[Natural-language object grounding data]
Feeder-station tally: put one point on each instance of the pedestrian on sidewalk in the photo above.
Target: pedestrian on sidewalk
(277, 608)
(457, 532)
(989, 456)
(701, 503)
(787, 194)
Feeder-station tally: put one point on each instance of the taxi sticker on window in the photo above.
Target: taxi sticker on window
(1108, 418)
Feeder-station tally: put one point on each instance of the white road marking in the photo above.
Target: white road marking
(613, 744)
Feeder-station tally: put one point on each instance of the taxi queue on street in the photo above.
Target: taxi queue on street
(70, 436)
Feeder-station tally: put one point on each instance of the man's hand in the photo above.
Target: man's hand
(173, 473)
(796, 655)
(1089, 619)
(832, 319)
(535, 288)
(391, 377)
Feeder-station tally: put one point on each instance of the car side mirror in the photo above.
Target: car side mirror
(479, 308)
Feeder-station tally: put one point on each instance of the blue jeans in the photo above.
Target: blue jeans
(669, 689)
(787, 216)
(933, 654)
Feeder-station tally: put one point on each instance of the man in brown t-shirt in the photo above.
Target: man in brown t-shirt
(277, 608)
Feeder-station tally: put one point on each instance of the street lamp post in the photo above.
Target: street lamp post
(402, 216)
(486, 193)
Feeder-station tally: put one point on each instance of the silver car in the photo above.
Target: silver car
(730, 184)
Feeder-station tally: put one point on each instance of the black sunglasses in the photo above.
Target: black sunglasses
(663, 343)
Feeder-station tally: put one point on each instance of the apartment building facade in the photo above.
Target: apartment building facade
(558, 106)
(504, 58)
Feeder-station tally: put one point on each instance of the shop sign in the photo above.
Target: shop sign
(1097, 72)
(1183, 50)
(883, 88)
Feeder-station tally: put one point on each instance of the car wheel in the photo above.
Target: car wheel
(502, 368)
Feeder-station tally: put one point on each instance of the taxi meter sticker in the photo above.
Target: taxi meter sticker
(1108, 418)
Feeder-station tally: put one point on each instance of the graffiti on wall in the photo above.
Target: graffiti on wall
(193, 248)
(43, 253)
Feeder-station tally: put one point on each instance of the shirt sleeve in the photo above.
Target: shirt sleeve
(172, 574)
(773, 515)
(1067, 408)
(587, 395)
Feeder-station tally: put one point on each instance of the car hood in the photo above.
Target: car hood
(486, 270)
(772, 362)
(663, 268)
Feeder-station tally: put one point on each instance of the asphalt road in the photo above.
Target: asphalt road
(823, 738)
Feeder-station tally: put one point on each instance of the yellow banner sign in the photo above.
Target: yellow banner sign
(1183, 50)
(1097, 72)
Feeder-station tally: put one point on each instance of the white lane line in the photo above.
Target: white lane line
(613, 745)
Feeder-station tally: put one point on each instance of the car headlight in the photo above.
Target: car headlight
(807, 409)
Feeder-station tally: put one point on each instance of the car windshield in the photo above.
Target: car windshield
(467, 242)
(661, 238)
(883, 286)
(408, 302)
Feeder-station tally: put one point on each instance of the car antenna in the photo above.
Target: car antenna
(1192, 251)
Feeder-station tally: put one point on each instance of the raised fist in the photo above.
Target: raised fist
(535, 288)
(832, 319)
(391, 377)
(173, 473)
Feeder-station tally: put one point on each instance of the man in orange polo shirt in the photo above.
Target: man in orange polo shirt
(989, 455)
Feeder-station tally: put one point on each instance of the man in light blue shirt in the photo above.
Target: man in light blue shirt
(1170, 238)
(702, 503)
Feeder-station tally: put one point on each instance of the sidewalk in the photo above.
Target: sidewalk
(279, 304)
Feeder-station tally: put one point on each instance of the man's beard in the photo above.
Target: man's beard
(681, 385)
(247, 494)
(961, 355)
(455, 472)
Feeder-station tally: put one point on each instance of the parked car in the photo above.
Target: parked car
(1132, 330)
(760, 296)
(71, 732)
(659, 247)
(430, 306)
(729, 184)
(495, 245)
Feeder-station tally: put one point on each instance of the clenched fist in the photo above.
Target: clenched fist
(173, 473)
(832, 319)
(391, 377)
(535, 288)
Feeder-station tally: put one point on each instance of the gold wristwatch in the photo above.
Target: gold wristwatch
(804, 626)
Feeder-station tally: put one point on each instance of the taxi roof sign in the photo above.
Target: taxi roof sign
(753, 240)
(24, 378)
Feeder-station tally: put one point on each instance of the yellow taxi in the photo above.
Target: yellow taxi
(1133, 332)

How to complete this task
Retype all the data exactly, line for line.

Answer section
Feeder-station tally: put one point on each instance of the pedestrian on sidewalk in the photo above.
Target: pedestrian on sidewalk
(277, 608)
(457, 532)
(989, 456)
(701, 503)
(787, 194)
Feeder-station tally: put one point on each instance of the taxi sticker on window in the photo above.
Target: taxi sticker on window
(1108, 418)
Feeder-station tally: put one point on each instance of the white road marking in the photo above.
Target: white road marking
(613, 744)
Feeder-station tally: put one point on each instance of the taxi queue on street in the photo above.
Target: taxi queue on street
(70, 436)
Feeder-station tally: put one point on each instance of the man's hand in the photo above.
Target: man's hand
(173, 473)
(796, 655)
(1089, 619)
(832, 319)
(535, 288)
(391, 377)
Feeder-station tally: put one point on each instance of the car side mirror in the photo above.
Target: car side mirror
(479, 308)
Feeder-station tally: put one point on each instance of the blue jeans in the photo above.
Target: blue jeans
(669, 689)
(787, 216)
(933, 654)
Feeder-station tally: put one point on each instance of the man in brown t-shirt in the photo above.
Target: man in brown t-shirt
(277, 608)
Feeder-station tally: put one point on each instance of the street lamp post in the photo above.
Target: street lamp post
(402, 216)
(486, 193)
Feeder-station tally: put one point on each instance of the silver car in the photo above.
Target: silver car
(730, 184)
Feeder-station tally: put one point on each instance of the black sunglasses in the photo above.
Target: black sunglasses
(663, 343)
Feeder-station tally: put one point on each instance of the apartment building facade in the photo above.
Target: apartment building facade
(558, 106)
(504, 58)
Feeder-station tally: put one point on each instance of the shop sign in the photo above.
Target: shop sign
(1097, 72)
(1183, 50)
(883, 88)
Feeder-station tally: put one point on each instance of the car wheel in the photo above.
Target: car wheel
(502, 368)
Feeder-station tally: put one point on each instance of the taxi meter sticker in the photo above.
Target: taxi meter sticker
(1108, 418)
Feeder-station tally: put one point on each instance of the graffiti on wall in the photo above.
Target: graffiti on wall
(193, 248)
(43, 253)
Feeder-station tally: put one point on each instance of the shirt sleeve in the photo above.
Target: shirt sleeve
(172, 574)
(773, 515)
(1067, 408)
(587, 395)
Feeder-station tally: put one point on each instance of the car hood in the photo above.
Target: car hood
(486, 270)
(772, 362)
(663, 268)
Feeder-station tally: put one point on each instance of the asphalt road in the photo above.
Target: asphalt road
(823, 738)
Feeder-station tally: put one point on each instance of the yellow banner sign in the photo above.
Target: yellow banner sign
(1183, 50)
(1097, 72)
Feeder-station tally: put one point on each instance of the white lane line in the photo above.
Target: white lane line
(613, 745)
Feeder-station tally: put one point on each instance of the car headlight in the photo above.
Target: car headlight
(807, 409)
Feeder-station tally: put one point on each instance of the car windshield in the photo above.
Target: car windshield
(467, 242)
(661, 238)
(883, 286)
(408, 302)
Feeder-station tally: put one point on each instance of the car antenna in the photo above.
Target: car antenna
(1192, 251)
Feeder-station tally: put one point on each instance of the raised fist in the photo above.
Target: raised fist
(535, 288)
(832, 319)
(391, 377)
(173, 473)
Feeder-station tally: put one point on each instance of the man in orange polo shirt in the photo above.
Target: man in orange polo shirt
(989, 455)
Feeder-station tally: put one point on each instance of the man in light blue shirt in the photo above.
Target: man in light blue shirt
(1170, 238)
(702, 503)
Feeder-station tally: put one point on each instance of the sidewalk in the photo above.
Target: sidewalk
(279, 304)
Feeder-station tally: put one point on each instance of the man's beard in the photo above.
Target: man's beard
(681, 385)
(247, 494)
(961, 355)
(455, 472)
Feeder-station tally: put one point on each instance of the parked car in the photo above.
Target: parked car
(1132, 330)
(760, 296)
(71, 732)
(659, 247)
(430, 306)
(729, 184)
(495, 245)
Feeder-station tally: put one point on each instance of the clenched fist in the photo above.
Target: clenched fist
(173, 473)
(832, 319)
(391, 377)
(535, 288)
Feeder-station tally: put one point on each instance of the gold wristwatch in the photo above.
Target: gold wristwatch
(804, 626)
Feeder-station tally: put one point on each instance of the taxi roof sign in the photo above.
Target: taxi roof sign
(753, 240)
(24, 378)
Feeder-station tally: put one point on each instance of the yellow taxi in the photo above.
Target: yellow taxi
(1133, 332)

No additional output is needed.